Reading passage:
Quivers

Listen to New Song “Gutters of Love

NEW ALBUM GOLDEN DOUBT OUT NOW

Photo by Kieran Sullivan

Photo by Kieran Sullivan

Melbourne-via-Tasmanian four-piece Quivers first released their 2018 debut We’ll Go Riding on the Hearses as hand-made cassettes. The album dealt with singer Sam Nicholson’s loss of his brother in a freediving accident, and “trying to not think about that, and often coming back to ghosts, benders, water, and pissing in the snow.” When demand for the album grew, it received a vinyl release and led Quivers to tour the US, film a KEXP session, and be selected by NPR Music for both the Austin 100 SXSW preview and as a ’Slingshot’ artist to watch. Their life-damaged but hopeful jangle pop has only sharpened since then, and while 2021 follow-up Golden Doubt conjures up REM or The Clean there is a lyrical directness that sets this record apart as always its own. 

Golden Doubt is carried by shimmering guitars and the harmonizing vocals of members Holly Thomas and Bella Quinlan. Elevated by the production of Matthew Redlich (Holy Holy, Husky, Ainslie Wills), the record explores what comes after grief, and how we throw ourselves back into love. As Nicholson explains, the album tries to bottle “the rush of feelings and fears when you give in to falling for someone. It’s also an album in love with other albums, and the other bands around us.” Before each take at Woodstock and The Aviary studios in Melbourne, Australia, the band would imagine a scene together (a waterhole for “Laughing Waters”, an overgrown carpark for “Videostores”) and then dive in to capture live group takes. 

Quivers need to get words on the page and sounds out to keep moving on. Both Sam and Holly lost their brothers in the same year, and through that shared vulnerability they all have together that runs deep. Golden Doubt is also a love letter to playing music as a band and processing it all together rather than just carrying it as a weight. The cancellation of a 21-date US tour they had slated for 2020 has left them undeterred; Quivers plans to continue being a band and get back out into the world as soon as it’s possible. 

Quivers stretched out in making Golden Doubt once they nailed foundational band recordings, adding walls of violins (“Hold You Back”), a nine-person choir to “Chinese Medicine”, and a broken Farfisa organ anywhere it would fit. On the striking “Nostalgia Will Kill You,” Michael Panton's guitar channels Santo & Johnny; with a fresh take on 50s group vocals, Sam, Bella, and Holly sing in wrenching stop-and-starts, “you can’t go back everywhere you want to go / nostalgia will kill you.”

Assignment 1: List every song title mentioned in the Quivers article.
Assignment 2: Please render this sentence from the Quivers article in Spanish: "Golden Doubt is carried by shimmering guitars and the harmonizing vocals of members Holly Thomas and Bella Quinlan."
Assignment 3: Pick up the Quivers article after its final sentence and keep writing.

Information shown:
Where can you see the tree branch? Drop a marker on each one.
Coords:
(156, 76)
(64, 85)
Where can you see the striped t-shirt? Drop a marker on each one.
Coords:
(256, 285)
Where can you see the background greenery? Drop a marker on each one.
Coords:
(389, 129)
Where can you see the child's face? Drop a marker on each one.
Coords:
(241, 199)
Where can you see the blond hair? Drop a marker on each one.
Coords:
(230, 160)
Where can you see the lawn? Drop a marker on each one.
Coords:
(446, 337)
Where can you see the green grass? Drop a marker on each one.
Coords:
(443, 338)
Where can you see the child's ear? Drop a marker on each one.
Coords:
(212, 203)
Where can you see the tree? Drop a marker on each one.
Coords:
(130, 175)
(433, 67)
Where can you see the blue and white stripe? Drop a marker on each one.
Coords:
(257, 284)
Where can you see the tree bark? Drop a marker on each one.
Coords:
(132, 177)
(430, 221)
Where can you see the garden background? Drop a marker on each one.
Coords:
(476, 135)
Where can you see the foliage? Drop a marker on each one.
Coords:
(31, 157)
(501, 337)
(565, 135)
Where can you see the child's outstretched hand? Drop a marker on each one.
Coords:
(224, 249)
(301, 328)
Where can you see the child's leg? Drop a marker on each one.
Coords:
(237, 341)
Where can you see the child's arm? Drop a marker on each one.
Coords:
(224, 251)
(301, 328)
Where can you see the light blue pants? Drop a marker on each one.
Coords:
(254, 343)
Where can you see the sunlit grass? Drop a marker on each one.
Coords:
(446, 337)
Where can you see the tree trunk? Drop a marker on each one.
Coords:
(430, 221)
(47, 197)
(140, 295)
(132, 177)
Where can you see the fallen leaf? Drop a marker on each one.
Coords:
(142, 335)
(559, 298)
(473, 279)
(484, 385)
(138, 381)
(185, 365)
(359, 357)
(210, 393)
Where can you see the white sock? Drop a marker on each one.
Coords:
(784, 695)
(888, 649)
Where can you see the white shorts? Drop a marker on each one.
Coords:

Exercise output 1:
"Gutters of Love"
"Laughing Waters"
"Videostores"
"Hold You Back"
"Chinese Medicine"
"Nostalgia Will Kill You"

Exercise output 2: Golden Doubt se sostiene en guitarras relucientes y en las voces que armonizan Holly Thomas y Bella Quinlan, integrantes del grupo.

Exercise output 3:
For Quivers, having their favorite records in mind is a motivating force. Chasing the heights of bittersweet earworms suits them on glistening guitar pop like “When It Breaks” and the slower 1990s’ guitar glow of “Videostores.” Between albums they covered R.E.M.’s Out of Time in full for Turntable Kitchen’s vinyl series, which reminded them: “You can’t forget guitars. Two guitars, a bass, drums and whatever voices are about will always be a good sound to get tangled up in.”


Of the title, Sam says: “Golden, because musically we daydream with the guitars of Teenage Fanclub and The Cure, the singing of The Roches’ sisters, the basslines of Another Sunny Day, and the drums of Lower Dens or Car Seat Headrest. Golden Doubt, because hitting your thirties after losing people knocks you off balance for a while, but no longer caring what the world thinks is always a breakthrough feeling.” Quivers may have created the antidote to existential dread by embedding it in songs that feel so present and alive, we might not find firm ground, but there’s bliss in swinging from hook to hook as they sing “we stayed out ‘til there was glitter in our lungs.” Sooner or later you wake up and the doubt has long gone. 


Golden Doubt is Currently Sold Out — 2nd Pressing Coming Soon.

Australian band Quivers return with their sophomore album -- and first for Ba Da Bing -- Golden Doubt, out May 28th, 2021. Lead single “Gutters of Love” is carried by shimmering guitars and the harmonizing vocals of members Holly Thomas and Bella Quinlan. Elevated by the production of Matthew Redlich (Holy Holy, Husky, Ainslie Wills), the record explores what happens after grief, and how we throw ourselves back into love. On “Gutters of Love,” singer Sam Nicholson says:


Gutters of Love is a song about serotonin levels but mostly about love. We wanted a guitar song that was in love with love but also knows a comedown is coming and you might need your friends to help you get through it. That's why the song is all Holly and Bella harmonies, big guitars, broken Farfisa organ, piano, and a shouty choir. It will be OK.”